** start EXCERPTED TEXT **

In a very brief nutshell:

-disconnect brake hose
-disconnect driveshaft
-disconnect handbrake cable
-remove exhaust pipes
-remove bolts at the four rubber mounting blocks


You'll need a floor jack and/or a helper and/or a trolley to support the unit and lower it down.

It's not all that bad, really.

Removing the calipers while working under the car is misery but it can be done. However, removing the rotors requires that the lower control arm be allowed to drop wayyyyy down....which means having the car elevated wayyyy high. Higher than most DIYers would be comfortable with using jack stands.

The handbrake cable can be a stinker. Sometimes you can just lever the handbrake actuating arms enough to release the cable. If not you'll have to slacken the cable. The adjustment is below the lever but still inside the car...you must've missed it. (On reassembly don't use this as a final handbrake adjustment. Just take up the gross slack. The handbrake self adjusts at the calipers)

** end EXCERPTED TEXT **

■ WRITTEN PROBLEM 1:
Rewrite the rows below, replacing "camera-trap tally" with "traffic survey" and leaving everything else unchanged.

** start RECORDS SHOWN **

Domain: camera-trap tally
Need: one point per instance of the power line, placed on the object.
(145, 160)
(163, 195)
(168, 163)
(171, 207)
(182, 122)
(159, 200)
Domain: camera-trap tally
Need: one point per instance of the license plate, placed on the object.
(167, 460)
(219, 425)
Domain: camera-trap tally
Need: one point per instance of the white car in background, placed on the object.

** end RECORDS SHOWN **

■ WRITTEN PROBLEM 2:
List every step in the short dash-marked list near the top of the repair excerpt.

■ EXERCISE SOLUTION 1:
Domain: traffic survey
Need: one point per instance of the power line, placed on the object.
(145, 160)
(163, 195)
(168, 163)
(171, 207)
(182, 122)
(159, 200)
Domain: traffic survey
Need: one point per instance of the license plate, placed on the object.
(167, 460)
(219, 425)
Domain: traffic survey
Need: one point per instance of the white car in background, placed on the object.

■ EXERCISE SOLUTION 2:
- disconnect brake hose
- disconnect driveshaft
- disconnect handbrake cable
- remove exhaust pipes
- remove bolts at the four rubber mounting blocks